#### Document
Linear Regression

Let's start with the basics.

Posted by Andrea Bonvini on November 28, 2020

Hi everyone, today’s topic is Linear Regression, one of the most basic, nevertheless powerful, techniques in machine learning. In order to fully understand this brief lecture, you should know the basics of linear algebra and the differences between overfitting and underfitting.

Introduction

Regression is one of the main problems tackled by machine learning.

We define regression analysis as a set of statistical processes for estimating the relationship between a dependent variable (often called the target variable) and one or more independent variables (often called features). In Linear Regression we aim to find the best hyperplane that is able to predict the outcome variable starting from a set of features.

One trivial example could be estimating the price (target variable) of a house starting from the house’s dimension expressed in squared meters ($m^2$). In this case, since we are just considering one feature (the dimension of the house expressed in $m^2$) our hyperplane will consist of a simple line.

Each dot in the plot corresponds to a real data sample, namely a real correspondence among area and price. This is how our dataset would look like

Our goal consists in finding the line that better explains the data we have been provided with.

This traduces in finding the best weights $\textbf{w} = \begin{bmatrix}w_0 \ w_1\end{bmatrix}$ such that

\[w_0+w_1\cdot\left(\text{dimension in }m^2\right) \simeq\text{Price}\]

Now it’s time to introduce some formalism.

For the $i_{th}$ data sample we call our target variable $t_i$ , our features $\mathbf{x}_i$ and the weights that we apply to our features $\mathbf{w}$. Note that $\mathbf{x}_i$ and $\mathbf{w}$ are column vectors , while $t_i$ is just a scalar.

Suppose we have $n$ data samples and we consider $m$ features, then we define:

The target vector

\[\mathbf{t} = \begin{bmatrix}t_1\\ t_2\\ \vdots \\ t_n \end{bmatrix}\]

The dataset

\[\mathbf{X}=\begin{bmatrix} \mathbf{x_1}^T \\ \mathbf{x_2}^T \\ \vdots \\ \mathbf{x}_n^T \end{bmatrix} = \begin{bmatrix} 1 && x_{11} && \cdots && x_{1m} \\ 1 && x_{21} && \cdots && x_{2m} \\ \vdots && \vdots && \ddots &&\vdots \\ 1 &&\cdots && \cdots &&x_{nm} \end{bmatrix}\]

Note that the $1$ at the beginning of each row are just to take in account the bias $w_0$ (that would be the intercept in our trivial example)
########
#### Raw data
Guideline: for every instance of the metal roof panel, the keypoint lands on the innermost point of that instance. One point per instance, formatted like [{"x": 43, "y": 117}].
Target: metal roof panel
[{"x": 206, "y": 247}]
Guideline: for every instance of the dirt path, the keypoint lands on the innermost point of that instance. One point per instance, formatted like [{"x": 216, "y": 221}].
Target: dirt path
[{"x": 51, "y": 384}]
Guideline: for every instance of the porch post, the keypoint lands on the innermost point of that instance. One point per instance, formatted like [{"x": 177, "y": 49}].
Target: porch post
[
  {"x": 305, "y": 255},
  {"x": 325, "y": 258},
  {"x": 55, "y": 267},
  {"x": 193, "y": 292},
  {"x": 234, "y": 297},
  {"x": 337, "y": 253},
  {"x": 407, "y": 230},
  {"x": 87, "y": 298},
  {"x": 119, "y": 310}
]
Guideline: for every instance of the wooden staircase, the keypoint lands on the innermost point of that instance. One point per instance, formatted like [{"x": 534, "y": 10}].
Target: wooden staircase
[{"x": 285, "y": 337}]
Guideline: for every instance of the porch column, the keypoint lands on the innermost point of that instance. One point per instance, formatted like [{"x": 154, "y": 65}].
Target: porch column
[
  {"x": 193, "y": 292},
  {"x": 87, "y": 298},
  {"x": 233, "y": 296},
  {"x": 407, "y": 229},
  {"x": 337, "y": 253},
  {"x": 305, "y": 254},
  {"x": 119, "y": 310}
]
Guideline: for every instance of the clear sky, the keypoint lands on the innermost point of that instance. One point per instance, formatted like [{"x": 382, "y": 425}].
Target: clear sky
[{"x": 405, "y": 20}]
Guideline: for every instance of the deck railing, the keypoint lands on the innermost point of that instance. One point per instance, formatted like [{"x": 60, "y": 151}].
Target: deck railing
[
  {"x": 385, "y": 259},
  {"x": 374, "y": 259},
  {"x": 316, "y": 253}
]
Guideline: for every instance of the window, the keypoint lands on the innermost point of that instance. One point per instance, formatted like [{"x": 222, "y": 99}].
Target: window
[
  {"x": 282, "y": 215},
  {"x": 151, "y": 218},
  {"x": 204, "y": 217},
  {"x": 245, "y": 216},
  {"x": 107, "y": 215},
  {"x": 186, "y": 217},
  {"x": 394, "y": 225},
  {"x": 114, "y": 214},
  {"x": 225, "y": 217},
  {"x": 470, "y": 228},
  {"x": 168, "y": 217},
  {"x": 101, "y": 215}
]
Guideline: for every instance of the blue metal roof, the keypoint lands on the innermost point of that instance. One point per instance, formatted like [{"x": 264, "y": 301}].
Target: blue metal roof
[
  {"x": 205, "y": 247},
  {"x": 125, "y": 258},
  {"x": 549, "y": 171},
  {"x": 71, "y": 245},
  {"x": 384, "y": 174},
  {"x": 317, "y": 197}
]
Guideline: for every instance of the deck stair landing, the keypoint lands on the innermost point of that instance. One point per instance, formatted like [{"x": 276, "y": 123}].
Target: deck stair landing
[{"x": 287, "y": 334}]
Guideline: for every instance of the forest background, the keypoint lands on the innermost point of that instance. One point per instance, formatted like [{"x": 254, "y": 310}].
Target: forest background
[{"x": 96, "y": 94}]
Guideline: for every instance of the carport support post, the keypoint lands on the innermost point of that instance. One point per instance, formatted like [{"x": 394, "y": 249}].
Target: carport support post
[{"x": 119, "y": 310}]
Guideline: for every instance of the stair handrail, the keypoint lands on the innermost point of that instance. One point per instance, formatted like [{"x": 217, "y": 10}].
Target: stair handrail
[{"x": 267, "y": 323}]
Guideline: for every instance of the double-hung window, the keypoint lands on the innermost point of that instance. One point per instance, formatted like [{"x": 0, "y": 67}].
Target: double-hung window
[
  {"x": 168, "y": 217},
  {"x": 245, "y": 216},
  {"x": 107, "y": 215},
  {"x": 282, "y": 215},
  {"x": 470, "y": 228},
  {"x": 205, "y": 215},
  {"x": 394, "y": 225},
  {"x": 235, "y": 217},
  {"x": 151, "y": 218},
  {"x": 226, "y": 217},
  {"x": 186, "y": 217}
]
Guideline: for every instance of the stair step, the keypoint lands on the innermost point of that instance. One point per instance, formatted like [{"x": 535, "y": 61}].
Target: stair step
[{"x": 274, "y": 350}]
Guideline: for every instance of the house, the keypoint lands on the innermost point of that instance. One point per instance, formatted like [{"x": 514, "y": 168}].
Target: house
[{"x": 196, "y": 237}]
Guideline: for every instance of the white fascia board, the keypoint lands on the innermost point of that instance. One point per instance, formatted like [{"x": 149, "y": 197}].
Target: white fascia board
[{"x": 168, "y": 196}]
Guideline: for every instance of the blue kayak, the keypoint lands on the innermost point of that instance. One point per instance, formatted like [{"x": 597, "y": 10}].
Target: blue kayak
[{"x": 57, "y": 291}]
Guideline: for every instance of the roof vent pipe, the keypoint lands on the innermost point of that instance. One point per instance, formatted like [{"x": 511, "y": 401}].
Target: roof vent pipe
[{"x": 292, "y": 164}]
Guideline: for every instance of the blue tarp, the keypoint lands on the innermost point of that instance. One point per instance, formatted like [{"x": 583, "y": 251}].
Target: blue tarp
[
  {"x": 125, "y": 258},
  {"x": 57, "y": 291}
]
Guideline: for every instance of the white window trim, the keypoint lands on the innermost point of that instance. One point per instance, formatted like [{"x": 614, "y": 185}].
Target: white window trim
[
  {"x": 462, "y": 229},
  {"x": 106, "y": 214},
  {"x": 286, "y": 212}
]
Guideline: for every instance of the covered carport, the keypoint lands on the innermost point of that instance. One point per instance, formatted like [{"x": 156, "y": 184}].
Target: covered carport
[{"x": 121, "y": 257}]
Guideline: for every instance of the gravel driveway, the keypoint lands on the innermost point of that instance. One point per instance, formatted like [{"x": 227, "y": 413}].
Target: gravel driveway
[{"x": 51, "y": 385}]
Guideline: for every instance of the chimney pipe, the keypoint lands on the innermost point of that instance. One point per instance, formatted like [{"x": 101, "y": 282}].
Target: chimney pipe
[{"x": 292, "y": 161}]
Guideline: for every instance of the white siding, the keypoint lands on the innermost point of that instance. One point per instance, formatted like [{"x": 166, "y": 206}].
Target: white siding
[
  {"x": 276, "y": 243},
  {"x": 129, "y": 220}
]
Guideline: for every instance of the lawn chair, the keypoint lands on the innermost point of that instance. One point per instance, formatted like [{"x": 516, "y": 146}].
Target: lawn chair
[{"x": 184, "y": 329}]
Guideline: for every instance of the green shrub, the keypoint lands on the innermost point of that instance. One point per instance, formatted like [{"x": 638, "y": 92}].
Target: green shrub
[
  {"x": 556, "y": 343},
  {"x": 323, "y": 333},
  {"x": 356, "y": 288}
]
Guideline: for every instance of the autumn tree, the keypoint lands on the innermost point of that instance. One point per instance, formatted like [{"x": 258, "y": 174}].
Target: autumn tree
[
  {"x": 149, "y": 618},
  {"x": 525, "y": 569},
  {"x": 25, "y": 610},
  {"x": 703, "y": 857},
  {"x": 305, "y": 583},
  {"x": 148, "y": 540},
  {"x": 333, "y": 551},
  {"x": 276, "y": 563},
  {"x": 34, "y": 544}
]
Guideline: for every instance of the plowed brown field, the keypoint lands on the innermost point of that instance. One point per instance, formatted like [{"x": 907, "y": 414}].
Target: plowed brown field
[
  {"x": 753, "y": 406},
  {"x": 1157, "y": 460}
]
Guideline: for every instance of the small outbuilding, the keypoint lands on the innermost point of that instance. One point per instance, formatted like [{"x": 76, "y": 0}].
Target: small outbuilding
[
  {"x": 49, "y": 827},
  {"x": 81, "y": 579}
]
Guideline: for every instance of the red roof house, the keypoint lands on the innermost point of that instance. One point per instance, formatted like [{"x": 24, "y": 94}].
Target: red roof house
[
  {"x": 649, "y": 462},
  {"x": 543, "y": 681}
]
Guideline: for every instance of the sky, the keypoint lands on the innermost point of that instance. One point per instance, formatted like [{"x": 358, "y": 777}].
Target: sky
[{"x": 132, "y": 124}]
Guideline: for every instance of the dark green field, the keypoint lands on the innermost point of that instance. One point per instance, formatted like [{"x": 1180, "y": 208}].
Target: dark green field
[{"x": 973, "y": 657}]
########
→ **Requirements**
According to the linear regression post, what shape does the hyperplane take when only one feature is considered?

→ **Written answer**
A simple line.